## REQUIRED TASK
The required output consists solely of the lines from the line containing "TARGET = dark cloud" through the end of the records, copied exactly.

* START SUPPLIED INFORMATION *

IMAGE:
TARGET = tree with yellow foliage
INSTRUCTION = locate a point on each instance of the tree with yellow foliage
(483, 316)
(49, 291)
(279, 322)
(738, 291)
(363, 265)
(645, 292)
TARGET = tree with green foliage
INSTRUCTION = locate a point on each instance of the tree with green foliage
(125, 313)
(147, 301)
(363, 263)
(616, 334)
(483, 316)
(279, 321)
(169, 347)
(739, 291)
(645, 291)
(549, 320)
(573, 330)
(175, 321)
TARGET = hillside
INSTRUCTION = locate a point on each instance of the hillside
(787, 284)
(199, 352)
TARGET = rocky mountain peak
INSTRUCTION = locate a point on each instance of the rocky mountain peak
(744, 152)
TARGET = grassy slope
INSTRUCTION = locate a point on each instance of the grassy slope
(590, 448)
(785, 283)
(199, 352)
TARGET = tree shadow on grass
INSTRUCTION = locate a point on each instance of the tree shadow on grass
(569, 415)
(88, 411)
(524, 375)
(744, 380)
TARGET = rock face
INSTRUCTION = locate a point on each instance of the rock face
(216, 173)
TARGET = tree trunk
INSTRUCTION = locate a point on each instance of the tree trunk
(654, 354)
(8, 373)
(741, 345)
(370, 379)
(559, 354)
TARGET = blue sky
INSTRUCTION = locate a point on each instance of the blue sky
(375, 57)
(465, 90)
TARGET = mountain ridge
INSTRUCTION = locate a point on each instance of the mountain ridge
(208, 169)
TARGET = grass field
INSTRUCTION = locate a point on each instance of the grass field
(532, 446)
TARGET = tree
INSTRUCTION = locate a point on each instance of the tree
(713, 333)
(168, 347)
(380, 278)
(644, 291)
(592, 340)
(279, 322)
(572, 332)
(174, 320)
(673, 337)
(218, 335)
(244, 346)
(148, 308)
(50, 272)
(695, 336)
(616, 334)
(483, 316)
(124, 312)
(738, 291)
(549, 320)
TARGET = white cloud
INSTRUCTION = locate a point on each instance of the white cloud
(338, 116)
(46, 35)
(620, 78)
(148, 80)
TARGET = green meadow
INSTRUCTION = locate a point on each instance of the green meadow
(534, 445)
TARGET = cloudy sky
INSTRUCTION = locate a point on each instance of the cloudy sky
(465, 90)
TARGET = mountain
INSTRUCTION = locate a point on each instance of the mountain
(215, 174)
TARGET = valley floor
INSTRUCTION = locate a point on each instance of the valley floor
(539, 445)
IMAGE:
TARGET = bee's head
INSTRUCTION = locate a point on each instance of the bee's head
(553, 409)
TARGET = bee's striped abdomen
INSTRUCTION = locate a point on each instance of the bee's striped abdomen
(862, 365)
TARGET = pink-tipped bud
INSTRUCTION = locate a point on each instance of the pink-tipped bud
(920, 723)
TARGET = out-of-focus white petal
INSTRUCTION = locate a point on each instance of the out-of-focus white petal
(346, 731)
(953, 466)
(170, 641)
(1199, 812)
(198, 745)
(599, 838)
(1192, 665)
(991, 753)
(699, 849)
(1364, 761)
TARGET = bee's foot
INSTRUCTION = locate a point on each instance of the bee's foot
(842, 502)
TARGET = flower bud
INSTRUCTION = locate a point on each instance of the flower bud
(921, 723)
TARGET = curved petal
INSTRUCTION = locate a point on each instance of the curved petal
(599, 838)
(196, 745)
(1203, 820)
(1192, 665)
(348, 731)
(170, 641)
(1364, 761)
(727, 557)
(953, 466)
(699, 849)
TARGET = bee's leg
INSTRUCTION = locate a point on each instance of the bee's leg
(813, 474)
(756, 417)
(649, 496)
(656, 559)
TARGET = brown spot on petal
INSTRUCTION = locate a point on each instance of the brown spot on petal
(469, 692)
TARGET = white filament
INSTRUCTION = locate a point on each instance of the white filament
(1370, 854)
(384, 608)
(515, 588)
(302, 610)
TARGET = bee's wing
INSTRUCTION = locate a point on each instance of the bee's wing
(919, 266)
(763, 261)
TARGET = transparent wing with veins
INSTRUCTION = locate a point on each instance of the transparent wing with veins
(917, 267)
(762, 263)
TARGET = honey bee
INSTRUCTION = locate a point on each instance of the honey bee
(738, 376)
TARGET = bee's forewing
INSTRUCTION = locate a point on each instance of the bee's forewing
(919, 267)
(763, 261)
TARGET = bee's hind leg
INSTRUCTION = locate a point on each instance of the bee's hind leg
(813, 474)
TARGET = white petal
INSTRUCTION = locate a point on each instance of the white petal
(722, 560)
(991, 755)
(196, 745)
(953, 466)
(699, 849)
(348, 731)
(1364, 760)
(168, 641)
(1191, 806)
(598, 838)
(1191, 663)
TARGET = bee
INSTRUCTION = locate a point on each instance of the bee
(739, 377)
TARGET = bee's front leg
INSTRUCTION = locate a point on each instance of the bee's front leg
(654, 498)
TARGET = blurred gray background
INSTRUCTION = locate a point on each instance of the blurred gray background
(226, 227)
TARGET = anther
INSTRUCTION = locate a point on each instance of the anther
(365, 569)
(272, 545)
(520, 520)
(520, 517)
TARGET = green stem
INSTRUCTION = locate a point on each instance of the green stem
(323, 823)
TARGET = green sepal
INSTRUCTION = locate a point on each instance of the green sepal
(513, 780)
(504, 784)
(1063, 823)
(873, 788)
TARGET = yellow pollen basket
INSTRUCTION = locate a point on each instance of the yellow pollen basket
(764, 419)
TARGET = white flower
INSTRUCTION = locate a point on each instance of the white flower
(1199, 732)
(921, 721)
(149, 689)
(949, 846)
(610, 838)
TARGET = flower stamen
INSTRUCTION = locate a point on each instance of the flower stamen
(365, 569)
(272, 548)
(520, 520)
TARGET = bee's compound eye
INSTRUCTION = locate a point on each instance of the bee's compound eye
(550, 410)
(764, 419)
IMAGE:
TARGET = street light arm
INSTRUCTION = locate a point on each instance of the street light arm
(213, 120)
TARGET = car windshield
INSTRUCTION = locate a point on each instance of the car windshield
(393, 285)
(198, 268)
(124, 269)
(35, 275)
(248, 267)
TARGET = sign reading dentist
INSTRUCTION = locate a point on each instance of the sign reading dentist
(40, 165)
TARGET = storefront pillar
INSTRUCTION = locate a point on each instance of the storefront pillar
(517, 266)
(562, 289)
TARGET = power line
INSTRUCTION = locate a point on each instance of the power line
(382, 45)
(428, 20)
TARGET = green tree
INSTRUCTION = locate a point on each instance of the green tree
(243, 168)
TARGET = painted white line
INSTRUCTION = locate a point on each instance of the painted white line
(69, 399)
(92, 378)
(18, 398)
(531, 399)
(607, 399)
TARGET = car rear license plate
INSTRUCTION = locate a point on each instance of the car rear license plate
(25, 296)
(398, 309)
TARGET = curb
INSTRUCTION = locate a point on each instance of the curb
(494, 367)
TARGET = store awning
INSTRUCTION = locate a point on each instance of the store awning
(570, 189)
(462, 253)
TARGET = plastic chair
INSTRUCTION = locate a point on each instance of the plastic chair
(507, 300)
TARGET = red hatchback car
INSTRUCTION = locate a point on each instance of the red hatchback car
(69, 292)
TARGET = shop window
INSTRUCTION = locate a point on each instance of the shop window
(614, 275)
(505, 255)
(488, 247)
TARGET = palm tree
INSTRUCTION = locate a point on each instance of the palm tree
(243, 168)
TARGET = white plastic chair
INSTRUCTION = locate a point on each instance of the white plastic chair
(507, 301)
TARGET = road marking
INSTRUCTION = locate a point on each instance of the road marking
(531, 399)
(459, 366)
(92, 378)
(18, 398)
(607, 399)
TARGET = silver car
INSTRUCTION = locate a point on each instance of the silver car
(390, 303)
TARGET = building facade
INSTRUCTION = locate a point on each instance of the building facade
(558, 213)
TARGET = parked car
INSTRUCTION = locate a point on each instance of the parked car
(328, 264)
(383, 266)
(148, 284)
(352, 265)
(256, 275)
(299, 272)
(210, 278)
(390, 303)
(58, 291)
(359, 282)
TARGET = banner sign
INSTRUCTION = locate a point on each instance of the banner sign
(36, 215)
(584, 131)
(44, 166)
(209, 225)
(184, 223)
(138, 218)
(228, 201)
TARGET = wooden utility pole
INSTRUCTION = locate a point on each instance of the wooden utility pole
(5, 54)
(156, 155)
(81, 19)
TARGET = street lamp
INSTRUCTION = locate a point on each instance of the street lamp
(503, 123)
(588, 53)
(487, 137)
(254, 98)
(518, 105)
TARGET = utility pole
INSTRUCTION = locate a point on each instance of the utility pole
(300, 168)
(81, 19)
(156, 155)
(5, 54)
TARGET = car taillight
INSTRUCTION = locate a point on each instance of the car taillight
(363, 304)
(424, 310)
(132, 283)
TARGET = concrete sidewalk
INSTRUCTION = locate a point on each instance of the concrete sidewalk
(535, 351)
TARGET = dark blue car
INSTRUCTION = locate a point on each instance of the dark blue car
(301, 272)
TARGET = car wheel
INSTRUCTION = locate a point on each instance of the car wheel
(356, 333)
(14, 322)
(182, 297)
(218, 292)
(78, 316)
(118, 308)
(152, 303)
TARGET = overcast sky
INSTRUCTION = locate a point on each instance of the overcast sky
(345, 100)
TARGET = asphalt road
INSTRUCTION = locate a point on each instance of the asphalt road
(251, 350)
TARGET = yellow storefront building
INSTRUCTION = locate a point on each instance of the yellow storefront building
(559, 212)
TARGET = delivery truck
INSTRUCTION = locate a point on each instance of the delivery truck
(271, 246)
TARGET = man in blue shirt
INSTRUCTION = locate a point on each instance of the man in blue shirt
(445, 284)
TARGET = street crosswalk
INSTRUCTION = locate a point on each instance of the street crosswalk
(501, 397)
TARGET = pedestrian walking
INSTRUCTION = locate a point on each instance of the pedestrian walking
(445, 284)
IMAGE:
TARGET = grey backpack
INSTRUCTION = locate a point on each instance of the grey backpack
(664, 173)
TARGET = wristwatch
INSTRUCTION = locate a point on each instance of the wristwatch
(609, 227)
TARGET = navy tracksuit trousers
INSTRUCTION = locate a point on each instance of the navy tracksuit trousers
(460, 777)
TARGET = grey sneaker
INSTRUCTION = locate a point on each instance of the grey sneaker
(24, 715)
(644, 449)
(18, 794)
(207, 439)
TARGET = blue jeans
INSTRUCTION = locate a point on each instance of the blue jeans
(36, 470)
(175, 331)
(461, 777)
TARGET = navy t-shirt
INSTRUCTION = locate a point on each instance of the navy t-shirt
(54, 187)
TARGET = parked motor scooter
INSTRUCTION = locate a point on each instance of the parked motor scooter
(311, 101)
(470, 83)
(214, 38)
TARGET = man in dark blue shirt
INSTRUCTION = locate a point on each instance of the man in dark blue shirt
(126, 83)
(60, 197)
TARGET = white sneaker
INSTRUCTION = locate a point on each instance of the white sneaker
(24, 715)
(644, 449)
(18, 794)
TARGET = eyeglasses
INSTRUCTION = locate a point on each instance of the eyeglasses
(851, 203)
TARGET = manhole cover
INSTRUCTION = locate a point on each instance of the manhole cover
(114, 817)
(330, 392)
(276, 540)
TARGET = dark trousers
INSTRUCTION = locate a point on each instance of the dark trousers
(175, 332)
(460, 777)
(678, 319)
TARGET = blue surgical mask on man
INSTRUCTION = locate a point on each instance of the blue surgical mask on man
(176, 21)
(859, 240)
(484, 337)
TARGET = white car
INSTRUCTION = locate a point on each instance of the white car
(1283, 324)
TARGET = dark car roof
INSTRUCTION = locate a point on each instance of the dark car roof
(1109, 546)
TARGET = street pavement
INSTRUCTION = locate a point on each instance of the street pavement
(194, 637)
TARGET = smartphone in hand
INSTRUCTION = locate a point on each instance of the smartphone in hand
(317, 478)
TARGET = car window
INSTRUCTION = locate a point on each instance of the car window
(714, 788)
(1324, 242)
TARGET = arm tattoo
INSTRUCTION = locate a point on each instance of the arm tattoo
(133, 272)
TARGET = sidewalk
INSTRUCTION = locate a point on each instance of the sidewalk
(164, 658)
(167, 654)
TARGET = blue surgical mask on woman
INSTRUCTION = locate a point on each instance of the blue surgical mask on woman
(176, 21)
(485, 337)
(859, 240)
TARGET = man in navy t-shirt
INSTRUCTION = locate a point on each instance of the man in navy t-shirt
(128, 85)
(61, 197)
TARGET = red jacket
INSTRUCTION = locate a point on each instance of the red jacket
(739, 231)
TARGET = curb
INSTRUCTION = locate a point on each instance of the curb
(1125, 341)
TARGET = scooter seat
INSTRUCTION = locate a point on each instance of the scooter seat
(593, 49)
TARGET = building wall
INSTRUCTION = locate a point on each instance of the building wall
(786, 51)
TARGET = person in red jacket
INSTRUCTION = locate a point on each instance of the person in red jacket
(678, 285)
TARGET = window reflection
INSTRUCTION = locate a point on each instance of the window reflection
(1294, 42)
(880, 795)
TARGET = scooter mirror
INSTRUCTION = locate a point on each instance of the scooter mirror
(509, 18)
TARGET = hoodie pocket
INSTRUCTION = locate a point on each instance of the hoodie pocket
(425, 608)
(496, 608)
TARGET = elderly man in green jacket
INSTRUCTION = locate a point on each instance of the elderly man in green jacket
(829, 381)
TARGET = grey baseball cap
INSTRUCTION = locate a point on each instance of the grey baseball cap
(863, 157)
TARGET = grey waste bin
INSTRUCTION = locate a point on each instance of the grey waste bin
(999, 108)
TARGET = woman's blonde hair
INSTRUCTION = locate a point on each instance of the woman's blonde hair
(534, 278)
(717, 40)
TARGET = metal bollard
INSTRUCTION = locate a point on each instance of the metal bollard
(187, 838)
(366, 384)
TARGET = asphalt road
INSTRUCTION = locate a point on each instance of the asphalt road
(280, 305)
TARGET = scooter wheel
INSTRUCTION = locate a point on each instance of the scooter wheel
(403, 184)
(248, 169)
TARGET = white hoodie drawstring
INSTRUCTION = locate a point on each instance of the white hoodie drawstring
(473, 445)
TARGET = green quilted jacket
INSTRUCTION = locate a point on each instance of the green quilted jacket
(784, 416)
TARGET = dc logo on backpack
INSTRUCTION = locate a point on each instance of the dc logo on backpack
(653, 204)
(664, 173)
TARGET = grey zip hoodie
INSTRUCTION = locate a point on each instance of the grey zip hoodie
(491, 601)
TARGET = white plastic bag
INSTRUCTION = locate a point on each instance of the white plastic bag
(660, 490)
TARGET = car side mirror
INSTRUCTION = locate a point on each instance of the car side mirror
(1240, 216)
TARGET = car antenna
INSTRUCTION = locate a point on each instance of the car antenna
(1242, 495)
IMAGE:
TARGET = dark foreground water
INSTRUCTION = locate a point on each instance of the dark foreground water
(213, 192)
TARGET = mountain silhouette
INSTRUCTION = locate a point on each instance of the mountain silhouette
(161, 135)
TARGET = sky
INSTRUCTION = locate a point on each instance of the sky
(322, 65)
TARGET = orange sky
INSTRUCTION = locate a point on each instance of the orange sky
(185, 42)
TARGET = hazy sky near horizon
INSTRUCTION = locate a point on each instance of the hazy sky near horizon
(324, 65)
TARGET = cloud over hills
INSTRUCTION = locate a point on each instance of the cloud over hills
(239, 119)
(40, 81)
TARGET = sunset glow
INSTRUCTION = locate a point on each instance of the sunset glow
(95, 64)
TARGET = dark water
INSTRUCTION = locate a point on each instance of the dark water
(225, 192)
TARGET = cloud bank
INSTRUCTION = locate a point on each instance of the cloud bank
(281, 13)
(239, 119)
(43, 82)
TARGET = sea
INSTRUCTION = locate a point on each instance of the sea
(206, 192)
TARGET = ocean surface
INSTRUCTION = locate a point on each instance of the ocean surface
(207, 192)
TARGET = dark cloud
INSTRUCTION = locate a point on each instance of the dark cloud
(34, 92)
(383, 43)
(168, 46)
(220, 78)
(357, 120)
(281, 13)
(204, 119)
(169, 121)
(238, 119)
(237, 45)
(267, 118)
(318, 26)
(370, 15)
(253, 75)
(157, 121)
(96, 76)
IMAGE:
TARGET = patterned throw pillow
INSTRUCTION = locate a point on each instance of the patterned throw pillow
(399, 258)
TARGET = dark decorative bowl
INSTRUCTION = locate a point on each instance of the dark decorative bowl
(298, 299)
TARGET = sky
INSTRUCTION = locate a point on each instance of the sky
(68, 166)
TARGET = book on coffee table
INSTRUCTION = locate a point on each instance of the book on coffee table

* END SUPPLIED INFORMATION *

## ANSWER TO THE EXERCISE
TARGET = dark cloud
INSTRUCTION = locate a point on each instance of the dark cloud
(34, 92)
(383, 43)
(168, 46)
(220, 78)
(357, 120)
(281, 13)
(204, 119)
(169, 121)
(238, 119)
(237, 45)
(267, 118)
(318, 26)
(370, 15)
(253, 75)
(157, 121)
(96, 76)
IMAGE:
TARGET = patterned throw pillow
INSTRUCTION = locate a point on each instance of the patterned throw pillow
(399, 258)
TARGET = dark decorative bowl
INSTRUCTION = locate a point on each instance of the dark decorative bowl
(298, 299)
TARGET = sky
INSTRUCTION = locate a point on each instance of the sky
(68, 166)
TARGET = book on coffee table
INSTRUCTION = locate a point on each instance of the book on coffee table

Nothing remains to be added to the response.